◆ Reading passage:
Question

Any way to solve integral of (cosx)^4 dx using integration by parts?

Answer 1

let u = cos^3x --> du = -3cos^2 sin dx
dv = cos dx ---> v = sinx
it turns \[sinx cos^3x +3\int cos^2sin^2dx\]
just replace cos^2 sin^2 = sin^2(2x) and take integral again

Answer 2

I'm trying it out, I know how to do it using sourwig's identity.

Answer 3

Sometimes, profs ask us apply that way to solve the problem. That's why

Answer 4

Ibelive you meant 2cos^2 sin^2 = sin^2(2x)

Answer 5

I believe*

Answer 6

heehehe... I underestimated it so that I typed a wrong thing twice.:)

Answer 7

no problem! awesome

Answer 8

\[\int\limits \left( \cos ^{2}x \right)^{2}dx=\int\limits \left( \frac{ 1+\cos 2x }{ 2 } \right)^2 dx\]
\[=\frac{ 1 }{ 4 }\int\limits \left( 1+2\cos 2x+\cos ^{2}2x \right)dx\]
\[=\frac{ 1 }{ 4 }\int\limits \left\{ 1+2\cos 2x+\frac{ 1+\cos 4x }{ 2 } \right\}dx\]
\[=\frac{ 1 }{ 4 }\int\limits \left( \frac{ 3 }{ 2 }+2\cos 2x+\cos 4x \right)dx\]
complete it.

◆ Source material:
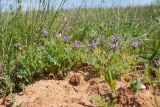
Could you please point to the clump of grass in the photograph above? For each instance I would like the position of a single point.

◆ The tasks:
• a. In the thread on integrating (cos x)^4, what does the first answer set u equal to?
• b. In the thread on integrating (cos x)^4, why does the asker want to use integration by parts even though they already know another way to solve it? Explain in one to three sentences.

◆ Set of answers:
• a. u = cos^3 x

• b. The asker already knows how to solve it with an identity. They want integration by parts because professors sometimes ask students to solve the problem that way.